Stored dataset items
◆ ◆ ◆ ◆ ◆ ◆ ◆

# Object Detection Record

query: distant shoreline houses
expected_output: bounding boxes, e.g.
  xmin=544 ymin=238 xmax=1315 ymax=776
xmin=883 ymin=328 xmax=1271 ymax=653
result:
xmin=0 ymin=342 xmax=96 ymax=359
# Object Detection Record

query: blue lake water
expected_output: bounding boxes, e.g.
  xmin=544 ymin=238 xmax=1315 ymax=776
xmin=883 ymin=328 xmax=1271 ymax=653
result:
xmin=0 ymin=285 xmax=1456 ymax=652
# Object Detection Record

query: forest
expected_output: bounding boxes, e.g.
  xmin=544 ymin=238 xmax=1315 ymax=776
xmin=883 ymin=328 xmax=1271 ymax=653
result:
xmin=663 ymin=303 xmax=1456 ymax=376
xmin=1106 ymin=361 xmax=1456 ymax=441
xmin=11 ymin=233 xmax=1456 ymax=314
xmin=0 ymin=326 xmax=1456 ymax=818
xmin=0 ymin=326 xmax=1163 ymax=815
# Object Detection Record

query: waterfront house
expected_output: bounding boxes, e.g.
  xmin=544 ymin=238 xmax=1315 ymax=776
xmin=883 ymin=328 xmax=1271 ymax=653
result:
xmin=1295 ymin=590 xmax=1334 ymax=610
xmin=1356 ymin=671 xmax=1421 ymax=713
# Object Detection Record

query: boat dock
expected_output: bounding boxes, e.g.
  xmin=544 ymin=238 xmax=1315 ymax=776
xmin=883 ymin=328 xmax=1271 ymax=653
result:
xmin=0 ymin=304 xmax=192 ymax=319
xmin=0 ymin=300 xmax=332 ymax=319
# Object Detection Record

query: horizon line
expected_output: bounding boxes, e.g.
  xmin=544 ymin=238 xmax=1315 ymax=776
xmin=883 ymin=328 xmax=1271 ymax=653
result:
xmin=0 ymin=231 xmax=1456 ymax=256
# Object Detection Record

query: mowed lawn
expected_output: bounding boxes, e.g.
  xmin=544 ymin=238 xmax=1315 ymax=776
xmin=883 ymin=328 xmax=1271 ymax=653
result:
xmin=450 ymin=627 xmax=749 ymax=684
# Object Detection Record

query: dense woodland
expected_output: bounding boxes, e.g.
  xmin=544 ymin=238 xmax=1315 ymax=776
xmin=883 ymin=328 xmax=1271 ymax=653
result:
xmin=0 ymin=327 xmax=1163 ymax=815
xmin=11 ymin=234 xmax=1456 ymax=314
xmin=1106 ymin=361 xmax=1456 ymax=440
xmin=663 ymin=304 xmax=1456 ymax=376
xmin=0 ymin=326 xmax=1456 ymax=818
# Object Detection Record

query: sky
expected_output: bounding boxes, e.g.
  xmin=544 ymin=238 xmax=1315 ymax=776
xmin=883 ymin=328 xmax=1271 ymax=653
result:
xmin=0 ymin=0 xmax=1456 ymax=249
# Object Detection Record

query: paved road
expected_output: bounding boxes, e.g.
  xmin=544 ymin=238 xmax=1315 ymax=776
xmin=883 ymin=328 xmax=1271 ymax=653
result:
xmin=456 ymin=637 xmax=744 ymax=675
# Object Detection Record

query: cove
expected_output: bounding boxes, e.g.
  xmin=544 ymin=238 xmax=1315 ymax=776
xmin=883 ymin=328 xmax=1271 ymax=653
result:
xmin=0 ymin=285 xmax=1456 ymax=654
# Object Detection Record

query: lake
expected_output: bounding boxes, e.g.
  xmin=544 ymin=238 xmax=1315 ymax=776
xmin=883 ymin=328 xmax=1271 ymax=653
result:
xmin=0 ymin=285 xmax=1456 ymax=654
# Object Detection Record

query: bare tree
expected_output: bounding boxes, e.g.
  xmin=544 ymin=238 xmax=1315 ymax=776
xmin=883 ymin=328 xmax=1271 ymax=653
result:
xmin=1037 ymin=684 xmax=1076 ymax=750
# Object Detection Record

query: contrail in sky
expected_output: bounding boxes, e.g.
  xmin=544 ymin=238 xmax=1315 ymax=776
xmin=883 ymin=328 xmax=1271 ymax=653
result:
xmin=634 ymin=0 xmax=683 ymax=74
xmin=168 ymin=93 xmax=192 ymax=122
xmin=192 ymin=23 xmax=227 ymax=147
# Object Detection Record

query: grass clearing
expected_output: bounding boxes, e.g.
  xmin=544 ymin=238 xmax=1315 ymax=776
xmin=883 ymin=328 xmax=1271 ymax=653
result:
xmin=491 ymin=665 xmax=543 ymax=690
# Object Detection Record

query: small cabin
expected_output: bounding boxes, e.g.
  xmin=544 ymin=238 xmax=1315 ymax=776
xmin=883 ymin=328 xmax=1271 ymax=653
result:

◆ ◆ ◆ ◆ ◆ ◆ ◆

**Goal:** Rewrite all of the rows above, switching every "query" to "prompt" and leaving everything else unchanged.

**Full answer:**
# Object Detection Record

prompt: distant shoreline houses
expected_output: bounding boxes, e.g.
  xmin=544 ymin=238 xmax=1315 ymax=776
xmin=883 ymin=328 xmax=1271 ymax=653
result:
xmin=0 ymin=342 xmax=96 ymax=359
# Object Detection Record

prompt: blue lake water
expected_output: bounding boxes, e.g.
  xmin=544 ymin=238 xmax=1315 ymax=776
xmin=883 ymin=328 xmax=1271 ymax=653
result:
xmin=0 ymin=285 xmax=1456 ymax=652
# Object Detection Record

prompt: forest
expected_output: bounding boxes, e.g.
  xmin=544 ymin=238 xmax=1315 ymax=776
xmin=883 ymin=328 xmax=1271 ymax=653
result:
xmin=663 ymin=303 xmax=1456 ymax=376
xmin=1106 ymin=361 xmax=1456 ymax=441
xmin=11 ymin=233 xmax=1456 ymax=314
xmin=0 ymin=326 xmax=1456 ymax=818
xmin=0 ymin=326 xmax=1163 ymax=815
# Object Detection Record

prompt: waterfront house
expected_output: bounding boxes, e.g.
  xmin=544 ymin=238 xmax=1315 ymax=776
xmin=883 ymin=328 xmax=1271 ymax=653
result:
xmin=1295 ymin=590 xmax=1334 ymax=610
xmin=1356 ymin=671 xmax=1421 ymax=713
# Object Detection Record

prompt: boat dock
expected_output: bounding boxes, e.g.
  xmin=544 ymin=238 xmax=1315 ymax=776
xmin=883 ymin=328 xmax=1271 ymax=653
result:
xmin=0 ymin=304 xmax=192 ymax=319
xmin=0 ymin=300 xmax=332 ymax=319
# Object Detection Record

prompt: horizon line
expected_output: bounding boxes, e.g.
  xmin=544 ymin=238 xmax=1315 ymax=776
xmin=883 ymin=328 xmax=1271 ymax=653
result:
xmin=0 ymin=231 xmax=1456 ymax=256
# Object Detection Record

prompt: mowed lawn
expected_output: bounding boxes, e.g.
  xmin=544 ymin=238 xmax=1315 ymax=776
xmin=883 ymin=328 xmax=1271 ymax=653
result:
xmin=450 ymin=627 xmax=749 ymax=684
# Object Detection Record

prompt: dense woodland
expected_output: bounding boxes, e.g.
  xmin=544 ymin=238 xmax=1315 ymax=776
xmin=883 ymin=328 xmax=1271 ymax=653
result:
xmin=0 ymin=327 xmax=1163 ymax=815
xmin=11 ymin=234 xmax=1456 ymax=314
xmin=1106 ymin=361 xmax=1456 ymax=440
xmin=663 ymin=304 xmax=1456 ymax=376
xmin=0 ymin=326 xmax=1456 ymax=818
# Object Detection Record

prompt: sky
expected_output: bounding boxes, e.g.
  xmin=544 ymin=238 xmax=1315 ymax=776
xmin=883 ymin=328 xmax=1271 ymax=653
result:
xmin=0 ymin=0 xmax=1456 ymax=249
# Object Detection Record

prompt: paved road
expected_output: bounding boxes, e.g.
  xmin=544 ymin=238 xmax=1315 ymax=776
xmin=883 ymin=328 xmax=1271 ymax=653
result:
xmin=456 ymin=637 xmax=744 ymax=675
# Object Detection Record

prompt: cove
expected_output: bounding boxes, e.g.
  xmin=544 ymin=238 xmax=1315 ymax=776
xmin=883 ymin=328 xmax=1271 ymax=653
result:
xmin=0 ymin=285 xmax=1456 ymax=654
# Object Detection Record

prompt: lake
expected_output: bounding boxes, e.g.
  xmin=544 ymin=238 xmax=1315 ymax=776
xmin=883 ymin=328 xmax=1271 ymax=653
result:
xmin=0 ymin=285 xmax=1456 ymax=654
# Object Detection Record

prompt: bare tree
expected_output: bounding boxes, e.g.
  xmin=544 ymin=238 xmax=1315 ymax=776
xmin=883 ymin=328 xmax=1271 ymax=653
result:
xmin=1037 ymin=684 xmax=1076 ymax=750
# Object Detection Record

prompt: contrail in sky
expected_output: bounding boxes, e.g.
  xmin=544 ymin=238 xmax=1315 ymax=776
xmin=883 ymin=328 xmax=1271 ymax=653
result:
xmin=634 ymin=0 xmax=683 ymax=74
xmin=168 ymin=93 xmax=192 ymax=122
xmin=192 ymin=23 xmax=227 ymax=147
# Object Detection Record

prompt: grass clearing
expected_output: bounding boxes, e.g.
  xmin=544 ymin=238 xmax=1315 ymax=776
xmin=883 ymin=328 xmax=1271 ymax=653
result:
xmin=491 ymin=665 xmax=543 ymax=690
# Object Detection Record

prompt: small cabin
expected_output: bounding boxes, e.g.
  xmin=544 ymin=238 xmax=1315 ymax=776
xmin=883 ymin=328 xmax=1271 ymax=653
result:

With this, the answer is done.